→ **WORK ORDER**: Whenever a line carries the word "leather", pull it out of the entries.
*** Opening of DATASET EXTRACT ***
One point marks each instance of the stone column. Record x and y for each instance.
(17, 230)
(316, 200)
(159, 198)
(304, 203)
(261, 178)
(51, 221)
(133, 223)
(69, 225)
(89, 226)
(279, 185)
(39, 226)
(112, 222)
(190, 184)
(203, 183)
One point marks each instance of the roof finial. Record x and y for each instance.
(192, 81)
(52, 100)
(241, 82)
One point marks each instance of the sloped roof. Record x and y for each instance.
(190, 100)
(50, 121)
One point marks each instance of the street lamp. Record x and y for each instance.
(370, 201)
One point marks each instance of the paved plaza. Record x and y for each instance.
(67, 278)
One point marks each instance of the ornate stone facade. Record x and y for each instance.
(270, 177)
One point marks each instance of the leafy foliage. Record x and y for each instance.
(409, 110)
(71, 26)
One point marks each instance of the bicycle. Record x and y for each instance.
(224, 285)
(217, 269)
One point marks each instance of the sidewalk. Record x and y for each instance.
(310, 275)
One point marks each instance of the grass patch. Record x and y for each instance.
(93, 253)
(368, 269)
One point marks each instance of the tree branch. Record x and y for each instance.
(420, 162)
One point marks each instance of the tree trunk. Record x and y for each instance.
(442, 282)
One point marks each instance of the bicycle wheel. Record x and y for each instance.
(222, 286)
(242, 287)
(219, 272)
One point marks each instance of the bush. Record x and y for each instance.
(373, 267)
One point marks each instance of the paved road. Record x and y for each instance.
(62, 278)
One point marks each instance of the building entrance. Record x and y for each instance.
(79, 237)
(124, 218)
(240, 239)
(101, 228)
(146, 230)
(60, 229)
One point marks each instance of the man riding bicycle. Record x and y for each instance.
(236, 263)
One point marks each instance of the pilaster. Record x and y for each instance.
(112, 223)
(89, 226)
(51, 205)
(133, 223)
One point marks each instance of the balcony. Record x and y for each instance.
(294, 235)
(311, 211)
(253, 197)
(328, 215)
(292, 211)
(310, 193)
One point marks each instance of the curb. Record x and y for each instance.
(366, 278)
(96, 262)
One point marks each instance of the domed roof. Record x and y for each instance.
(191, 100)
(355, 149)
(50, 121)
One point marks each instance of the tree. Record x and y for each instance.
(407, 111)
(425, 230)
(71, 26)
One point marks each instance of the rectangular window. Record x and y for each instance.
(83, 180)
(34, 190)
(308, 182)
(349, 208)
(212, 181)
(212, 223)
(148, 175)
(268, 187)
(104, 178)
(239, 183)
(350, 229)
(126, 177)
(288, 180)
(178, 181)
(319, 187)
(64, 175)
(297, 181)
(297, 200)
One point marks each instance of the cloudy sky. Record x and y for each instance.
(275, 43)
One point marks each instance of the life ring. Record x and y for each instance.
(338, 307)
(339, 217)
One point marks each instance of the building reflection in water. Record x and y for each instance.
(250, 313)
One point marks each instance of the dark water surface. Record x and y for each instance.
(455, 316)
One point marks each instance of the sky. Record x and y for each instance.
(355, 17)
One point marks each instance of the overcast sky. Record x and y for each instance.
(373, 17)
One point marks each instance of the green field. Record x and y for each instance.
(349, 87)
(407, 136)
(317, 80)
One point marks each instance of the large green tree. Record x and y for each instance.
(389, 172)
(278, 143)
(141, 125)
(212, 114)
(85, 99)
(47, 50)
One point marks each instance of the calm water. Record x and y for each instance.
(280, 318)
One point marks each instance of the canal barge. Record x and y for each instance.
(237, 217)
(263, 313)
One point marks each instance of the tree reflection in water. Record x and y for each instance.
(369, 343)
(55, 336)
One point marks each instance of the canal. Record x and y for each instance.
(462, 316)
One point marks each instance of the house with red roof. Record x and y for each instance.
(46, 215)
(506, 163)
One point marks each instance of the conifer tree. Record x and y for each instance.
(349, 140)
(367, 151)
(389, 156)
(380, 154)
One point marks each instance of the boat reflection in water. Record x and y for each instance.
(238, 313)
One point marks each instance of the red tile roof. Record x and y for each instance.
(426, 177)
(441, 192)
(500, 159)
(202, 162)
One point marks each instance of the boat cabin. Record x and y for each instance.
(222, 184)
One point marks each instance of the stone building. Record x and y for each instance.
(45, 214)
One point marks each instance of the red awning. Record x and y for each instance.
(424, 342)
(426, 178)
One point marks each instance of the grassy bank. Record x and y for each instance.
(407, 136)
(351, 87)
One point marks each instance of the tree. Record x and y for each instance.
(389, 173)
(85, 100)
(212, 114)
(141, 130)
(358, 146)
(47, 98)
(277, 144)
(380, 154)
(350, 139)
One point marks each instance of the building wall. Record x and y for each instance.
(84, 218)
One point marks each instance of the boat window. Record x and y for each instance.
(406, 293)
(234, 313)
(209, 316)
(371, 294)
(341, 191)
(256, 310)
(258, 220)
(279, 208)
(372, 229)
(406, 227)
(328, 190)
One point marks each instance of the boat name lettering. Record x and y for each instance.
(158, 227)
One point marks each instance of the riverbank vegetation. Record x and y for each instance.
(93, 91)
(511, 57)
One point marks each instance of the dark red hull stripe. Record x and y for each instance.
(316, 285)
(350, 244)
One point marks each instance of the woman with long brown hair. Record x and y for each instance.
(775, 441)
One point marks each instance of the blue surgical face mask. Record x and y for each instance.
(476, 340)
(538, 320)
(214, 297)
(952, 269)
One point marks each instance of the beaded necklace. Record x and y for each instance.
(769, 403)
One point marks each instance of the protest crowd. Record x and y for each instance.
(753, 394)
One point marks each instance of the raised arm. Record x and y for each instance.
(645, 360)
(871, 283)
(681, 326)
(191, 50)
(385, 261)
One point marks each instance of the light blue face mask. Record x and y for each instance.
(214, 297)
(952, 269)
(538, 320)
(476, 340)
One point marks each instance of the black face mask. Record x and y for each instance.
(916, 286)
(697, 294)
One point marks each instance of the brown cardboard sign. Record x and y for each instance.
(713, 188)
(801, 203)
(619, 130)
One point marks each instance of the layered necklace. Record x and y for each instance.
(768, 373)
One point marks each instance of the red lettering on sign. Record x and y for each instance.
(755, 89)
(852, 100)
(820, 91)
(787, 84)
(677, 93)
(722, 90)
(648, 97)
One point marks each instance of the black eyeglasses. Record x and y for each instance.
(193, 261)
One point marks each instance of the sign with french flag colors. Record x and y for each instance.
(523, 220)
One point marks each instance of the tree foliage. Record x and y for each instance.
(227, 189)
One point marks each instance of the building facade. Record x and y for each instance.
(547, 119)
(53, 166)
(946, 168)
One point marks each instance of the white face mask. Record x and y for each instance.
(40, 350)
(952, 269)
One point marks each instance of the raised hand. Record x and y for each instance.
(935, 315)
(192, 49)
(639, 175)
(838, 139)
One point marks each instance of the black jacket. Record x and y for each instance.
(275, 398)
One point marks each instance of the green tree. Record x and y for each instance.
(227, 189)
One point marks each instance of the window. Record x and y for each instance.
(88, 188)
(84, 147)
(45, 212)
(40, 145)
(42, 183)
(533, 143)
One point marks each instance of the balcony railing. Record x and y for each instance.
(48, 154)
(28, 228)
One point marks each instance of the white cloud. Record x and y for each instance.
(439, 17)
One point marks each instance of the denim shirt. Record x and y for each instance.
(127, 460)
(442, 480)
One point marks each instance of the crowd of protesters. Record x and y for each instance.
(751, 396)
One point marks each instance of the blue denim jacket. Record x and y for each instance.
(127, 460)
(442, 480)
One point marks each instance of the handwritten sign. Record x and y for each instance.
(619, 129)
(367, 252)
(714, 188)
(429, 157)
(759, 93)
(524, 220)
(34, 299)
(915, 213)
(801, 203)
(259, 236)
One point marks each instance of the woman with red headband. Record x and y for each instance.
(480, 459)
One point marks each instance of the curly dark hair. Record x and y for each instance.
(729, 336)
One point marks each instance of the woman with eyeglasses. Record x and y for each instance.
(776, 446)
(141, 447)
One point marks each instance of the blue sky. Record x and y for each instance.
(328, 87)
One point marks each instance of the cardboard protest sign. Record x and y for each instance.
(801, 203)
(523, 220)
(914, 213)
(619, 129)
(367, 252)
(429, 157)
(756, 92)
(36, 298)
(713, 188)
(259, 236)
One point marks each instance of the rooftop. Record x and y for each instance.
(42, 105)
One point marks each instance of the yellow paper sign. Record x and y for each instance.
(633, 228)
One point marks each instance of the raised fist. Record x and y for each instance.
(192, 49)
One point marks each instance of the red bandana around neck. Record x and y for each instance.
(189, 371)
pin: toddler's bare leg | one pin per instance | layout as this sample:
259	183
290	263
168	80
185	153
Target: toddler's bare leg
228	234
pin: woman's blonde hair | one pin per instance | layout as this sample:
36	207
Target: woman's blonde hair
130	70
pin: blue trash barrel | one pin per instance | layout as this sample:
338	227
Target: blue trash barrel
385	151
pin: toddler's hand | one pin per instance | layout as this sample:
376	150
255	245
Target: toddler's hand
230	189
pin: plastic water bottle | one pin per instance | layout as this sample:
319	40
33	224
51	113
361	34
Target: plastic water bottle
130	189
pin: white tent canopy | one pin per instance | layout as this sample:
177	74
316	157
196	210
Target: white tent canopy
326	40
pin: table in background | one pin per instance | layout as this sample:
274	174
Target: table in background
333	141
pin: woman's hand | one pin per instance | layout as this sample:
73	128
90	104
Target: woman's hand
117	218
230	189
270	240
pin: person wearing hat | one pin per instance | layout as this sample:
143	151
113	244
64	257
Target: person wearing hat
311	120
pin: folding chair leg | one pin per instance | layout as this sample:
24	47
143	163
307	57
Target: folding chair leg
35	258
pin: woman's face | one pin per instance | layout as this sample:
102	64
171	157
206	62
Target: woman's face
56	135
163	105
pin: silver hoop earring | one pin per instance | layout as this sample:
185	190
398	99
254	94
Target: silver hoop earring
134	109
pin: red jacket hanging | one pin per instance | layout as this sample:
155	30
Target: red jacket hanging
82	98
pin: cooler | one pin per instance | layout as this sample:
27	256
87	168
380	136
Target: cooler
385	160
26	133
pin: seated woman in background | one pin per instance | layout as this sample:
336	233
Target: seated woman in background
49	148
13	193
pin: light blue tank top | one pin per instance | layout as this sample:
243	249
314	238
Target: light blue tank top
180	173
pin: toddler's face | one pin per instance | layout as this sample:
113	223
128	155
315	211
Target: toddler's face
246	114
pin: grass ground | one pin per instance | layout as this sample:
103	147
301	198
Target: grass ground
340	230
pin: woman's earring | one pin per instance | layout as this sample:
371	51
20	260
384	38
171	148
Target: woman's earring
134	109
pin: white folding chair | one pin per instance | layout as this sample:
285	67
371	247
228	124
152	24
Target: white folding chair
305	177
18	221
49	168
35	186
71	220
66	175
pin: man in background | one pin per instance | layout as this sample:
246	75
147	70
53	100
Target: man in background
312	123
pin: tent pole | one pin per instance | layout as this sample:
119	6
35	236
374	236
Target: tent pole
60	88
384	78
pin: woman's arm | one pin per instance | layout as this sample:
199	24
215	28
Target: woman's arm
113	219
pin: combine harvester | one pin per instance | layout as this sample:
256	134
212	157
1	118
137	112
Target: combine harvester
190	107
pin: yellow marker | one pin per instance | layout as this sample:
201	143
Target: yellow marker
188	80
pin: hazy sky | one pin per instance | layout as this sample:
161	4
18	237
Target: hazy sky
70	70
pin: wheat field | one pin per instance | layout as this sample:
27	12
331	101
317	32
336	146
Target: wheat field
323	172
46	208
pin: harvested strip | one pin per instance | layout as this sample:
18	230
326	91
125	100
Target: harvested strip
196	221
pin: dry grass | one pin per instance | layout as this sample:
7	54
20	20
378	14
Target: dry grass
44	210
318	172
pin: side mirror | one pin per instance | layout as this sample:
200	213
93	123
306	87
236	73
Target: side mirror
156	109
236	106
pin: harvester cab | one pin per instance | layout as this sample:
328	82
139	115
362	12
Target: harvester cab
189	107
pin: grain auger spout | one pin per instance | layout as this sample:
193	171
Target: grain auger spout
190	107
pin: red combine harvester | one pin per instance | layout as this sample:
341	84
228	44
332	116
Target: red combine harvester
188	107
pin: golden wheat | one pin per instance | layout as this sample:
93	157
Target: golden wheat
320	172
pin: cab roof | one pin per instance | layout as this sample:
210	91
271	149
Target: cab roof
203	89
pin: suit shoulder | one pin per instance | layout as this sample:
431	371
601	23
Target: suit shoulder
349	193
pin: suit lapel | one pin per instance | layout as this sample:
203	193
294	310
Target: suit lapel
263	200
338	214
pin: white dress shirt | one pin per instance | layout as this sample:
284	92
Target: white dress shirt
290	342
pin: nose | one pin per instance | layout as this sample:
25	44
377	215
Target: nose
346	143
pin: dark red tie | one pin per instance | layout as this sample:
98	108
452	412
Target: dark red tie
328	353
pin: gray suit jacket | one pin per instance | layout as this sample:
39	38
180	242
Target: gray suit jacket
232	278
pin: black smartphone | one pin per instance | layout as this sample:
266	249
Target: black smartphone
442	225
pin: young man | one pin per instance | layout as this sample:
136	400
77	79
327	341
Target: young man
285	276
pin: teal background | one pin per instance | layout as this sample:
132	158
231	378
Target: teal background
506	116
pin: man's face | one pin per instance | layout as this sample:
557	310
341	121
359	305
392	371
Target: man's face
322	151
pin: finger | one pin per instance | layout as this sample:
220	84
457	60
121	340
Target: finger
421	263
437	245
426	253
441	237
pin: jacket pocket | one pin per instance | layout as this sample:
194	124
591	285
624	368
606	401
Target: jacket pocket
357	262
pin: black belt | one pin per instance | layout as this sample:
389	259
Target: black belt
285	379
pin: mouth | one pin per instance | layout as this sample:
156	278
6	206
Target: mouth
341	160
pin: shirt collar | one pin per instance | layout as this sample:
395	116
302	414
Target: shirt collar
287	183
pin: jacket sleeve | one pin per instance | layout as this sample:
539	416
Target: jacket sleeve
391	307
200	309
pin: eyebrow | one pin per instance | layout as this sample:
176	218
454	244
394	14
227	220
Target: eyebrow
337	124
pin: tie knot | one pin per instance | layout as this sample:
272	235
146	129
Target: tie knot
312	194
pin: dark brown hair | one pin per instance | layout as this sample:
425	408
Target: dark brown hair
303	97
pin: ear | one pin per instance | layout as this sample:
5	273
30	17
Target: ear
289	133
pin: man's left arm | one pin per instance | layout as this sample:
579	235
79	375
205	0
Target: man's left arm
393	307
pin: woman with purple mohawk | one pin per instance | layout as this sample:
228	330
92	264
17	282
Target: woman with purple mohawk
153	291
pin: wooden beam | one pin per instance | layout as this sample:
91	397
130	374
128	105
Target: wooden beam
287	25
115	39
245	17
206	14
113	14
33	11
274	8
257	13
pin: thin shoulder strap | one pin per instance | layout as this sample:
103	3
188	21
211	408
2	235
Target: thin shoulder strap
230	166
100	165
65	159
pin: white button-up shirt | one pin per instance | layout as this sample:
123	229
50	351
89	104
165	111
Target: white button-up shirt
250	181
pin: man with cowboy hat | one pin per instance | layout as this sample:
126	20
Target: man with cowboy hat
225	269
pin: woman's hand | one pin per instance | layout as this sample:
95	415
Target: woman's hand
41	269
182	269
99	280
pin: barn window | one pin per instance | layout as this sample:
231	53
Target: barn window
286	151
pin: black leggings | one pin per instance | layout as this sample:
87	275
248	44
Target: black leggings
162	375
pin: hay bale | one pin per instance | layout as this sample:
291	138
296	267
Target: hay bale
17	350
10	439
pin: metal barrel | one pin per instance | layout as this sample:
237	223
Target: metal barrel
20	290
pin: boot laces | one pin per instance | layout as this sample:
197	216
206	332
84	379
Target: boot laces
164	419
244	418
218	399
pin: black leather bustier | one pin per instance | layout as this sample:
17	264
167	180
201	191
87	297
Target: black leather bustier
*** Close of DATASET EXTRACT ***
→ **OUTPUT OF THE EXERCISE**:
pin: black leather bustier | one pin per instance | layout as this sample:
Target: black leather bustier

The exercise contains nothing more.